#### PASSAGE SHOWN
============================================================
This may come as breaking news to some: Lawsonia will be hosting the U.S. Open.
No, not that U.S. Open. The U.S. Hickory Open.
September 23-25, the Society of Hickory Golfers will descend on Green Lake, Wisconsin, to hold its annual championship. For three days, participants wearing knickers, ties, and newsboy caps will be wielding wooden-shafted clubs and using balls fashioned pre-1935.
The tourney – and Society for that matter – pays tribute to a bygone era in golf which makes the Links Course at Lawsonia a fitting host since its design is a true treasure for public golf in the Midwest.
Lawsonia actually is a 36-hole property – hence the moniker “The Golf Courses of Lawsonia” – in the middle of Wisconsin. The 18-hole Links (1930), however, is its fabled layout having played host to Ben Hogan, Byron Nelson and Sam Snead during its early years.
Credit for the distinct features on the Links goes to course architects William B. Langford and Theodore Moreau. Their names can be seen on a rock alongside the first tee. Inspired by the look of Scottish courses, the duo set out to create that vision on a basically treeless plot of rolling land where the wind could whip not far from what is Wisconsin’s deepest inland lake (according to the Green Lake Chamber of Commerce).
The bunkers and greens have always been the heart of the Links. Like cherished Midwest sporting venues Wrigley Field and Lambeau Field, there is a sense of the past amidst the present at the Links, an experience better visited than explained. Just ask Lawsonia superintendent Mike Lyons, who, when asked how he would describe the Links’ bunkers and greens to a first-timer, responded: “That’s a tough one. I don’t know how you would describe them. You just have to see them.”
Luckily, several staff members at Midwest Golfing Magazine (MGM) have – with multiple shots out of the same bunkers and several three putts as memories. But as difficult as some of the short-game shots can play, a well-thought out approach and well-placed shots can lead to good scores. The Links can play up to 6,853 yards from the tips – modest by modern standards – and it intentionally allows for run-up shots.
The first hole, a banana-shaped par-4 (418 yards), is a good example of what lies ahead. The teeing ground at No. 1 blends into the fairway which offers a mainly blind landing area. Only experienced players will know the line as a narrow fairway bunker juts out into the fairway and is hidden about 150 yards from the green. Ahead at the green is an area in front to run up an approach shot. Steep drop-offs to the left and back of the green make for some of the most daunting up-and-down shots on the course.
The greens on the Links have bold contours and are large and defined (circles and squares), a product of the old push-up method of building putting surfaces. The perched green at No. 7, which plays downhill from the tee, is one of the most talked about with a front and right side drop-off steeper than No. 1. Supposedly a railroad boxcar is buried underneath the green which would make sense to those who have missed the green.
Putting is often the key to securing a good score on the Links. There are large swales or sections on many of the greens that have to be navigated. A similar strategy applies with the bunkering. As Lyons pointed out in an interview with MGM, the bunkers are all flat, a superintendent’s dream for upkeep. But the hazard part for golfers is that almost all of them are fronted by grass mounds or walls making for challenging recovery shots or often times a punch-out from a fairway bunker.
============================================================
#### PROVIDED MATERIAL
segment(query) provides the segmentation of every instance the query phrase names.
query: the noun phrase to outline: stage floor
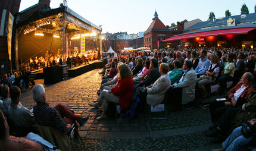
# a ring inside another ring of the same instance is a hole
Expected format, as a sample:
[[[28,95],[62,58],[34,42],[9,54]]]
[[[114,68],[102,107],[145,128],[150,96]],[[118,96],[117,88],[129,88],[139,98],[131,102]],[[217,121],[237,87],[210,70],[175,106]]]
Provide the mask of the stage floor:
[[[82,74],[93,70],[95,68],[101,68],[107,63],[106,59],[95,60],[89,61],[89,64],[82,64],[79,66],[73,67],[71,68],[68,68],[68,77],[76,77]],[[31,74],[35,76],[36,79],[43,78],[44,74],[43,68],[32,71]]]

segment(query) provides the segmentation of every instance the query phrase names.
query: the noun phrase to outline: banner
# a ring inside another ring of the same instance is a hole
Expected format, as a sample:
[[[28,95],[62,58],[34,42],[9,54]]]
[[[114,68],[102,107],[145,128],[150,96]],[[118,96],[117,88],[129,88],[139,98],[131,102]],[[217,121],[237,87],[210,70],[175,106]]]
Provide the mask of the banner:
[[[85,37],[81,37],[81,52],[85,52]]]
[[[160,40],[157,40],[157,50],[158,50],[158,48],[160,46]]]
[[[7,30],[7,46],[8,54],[9,54],[9,59],[11,60],[11,35],[13,33],[13,15],[9,13],[9,19],[8,21],[8,30]]]

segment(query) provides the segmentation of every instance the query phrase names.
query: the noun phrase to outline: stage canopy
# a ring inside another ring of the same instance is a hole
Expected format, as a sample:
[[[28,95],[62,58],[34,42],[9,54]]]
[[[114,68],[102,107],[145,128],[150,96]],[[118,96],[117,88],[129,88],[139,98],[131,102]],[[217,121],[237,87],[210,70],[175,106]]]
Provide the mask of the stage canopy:
[[[21,13],[15,16],[14,32],[16,67],[18,59],[24,63],[36,55],[44,56],[50,48],[52,52],[57,53],[60,49],[60,54],[66,54],[73,43],[69,40],[83,37],[97,42],[101,33],[101,27],[67,7],[38,10],[22,21]]]
[[[107,52],[106,52],[106,53],[108,54],[108,53],[115,53],[115,52],[114,52],[113,51],[113,49],[112,49],[111,46],[110,46],[110,49],[108,49],[108,51]]]
[[[173,40],[181,40],[184,39],[195,38],[207,36],[218,36],[229,34],[246,34],[256,27],[247,27],[247,28],[233,28],[223,30],[217,30],[207,32],[193,32],[188,33],[180,34],[168,38],[163,42],[169,42]]]

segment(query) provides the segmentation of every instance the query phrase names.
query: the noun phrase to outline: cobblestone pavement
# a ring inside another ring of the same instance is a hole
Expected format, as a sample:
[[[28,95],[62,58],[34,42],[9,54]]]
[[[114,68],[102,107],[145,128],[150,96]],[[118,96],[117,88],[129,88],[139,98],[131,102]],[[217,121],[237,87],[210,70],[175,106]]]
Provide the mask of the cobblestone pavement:
[[[161,138],[101,139],[104,138],[104,134],[111,133],[157,132],[204,125],[210,123],[211,120],[207,108],[167,112],[167,119],[150,119],[149,108],[146,108],[134,119],[121,124],[117,124],[114,118],[97,121],[95,119],[101,114],[100,109],[90,107],[88,103],[93,102],[98,98],[96,91],[101,82],[101,77],[98,73],[100,71],[101,69],[96,69],[55,84],[45,86],[46,102],[51,106],[61,103],[78,115],[90,116],[86,124],[80,128],[86,150],[180,150],[200,148],[211,144],[209,139],[202,135],[204,130]],[[35,82],[43,83],[43,80],[36,80]],[[35,102],[31,89],[21,94],[21,102],[29,109],[33,108]],[[88,134],[90,133],[96,133],[98,136],[91,137]],[[74,146],[76,147],[74,150],[83,150],[80,143]]]

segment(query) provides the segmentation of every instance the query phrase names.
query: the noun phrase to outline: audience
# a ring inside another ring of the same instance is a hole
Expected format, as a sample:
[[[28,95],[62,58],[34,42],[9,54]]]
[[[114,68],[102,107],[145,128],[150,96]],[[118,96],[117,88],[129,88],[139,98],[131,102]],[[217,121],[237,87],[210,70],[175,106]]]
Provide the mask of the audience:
============================================================
#### CHALLENGES
1 - From the Lawsonia golf article, copy word for word the text starting with "This may come" and going on through "balls fashioned pre-1935.".
2 - According to the Lawsonia golf article, which two course architects are credited with the distinct features on the Links?

#### THE RESPONSES
1 -
This may come as breaking news to some: Lawsonia will be hosting the U.S. Open.
No, not that U.S. Open. The U.S. Hickory Open.
September 23-25, the Society of Hickory Golfers will descend on Green Lake, Wisconsin, to hold its annual championship. For three days, participants wearing knickers, ties, and newsboy caps will be wielding wooden-shafted clubs and using balls fashioned pre-1935.

2 - William B. Langford and Theodore Moreau.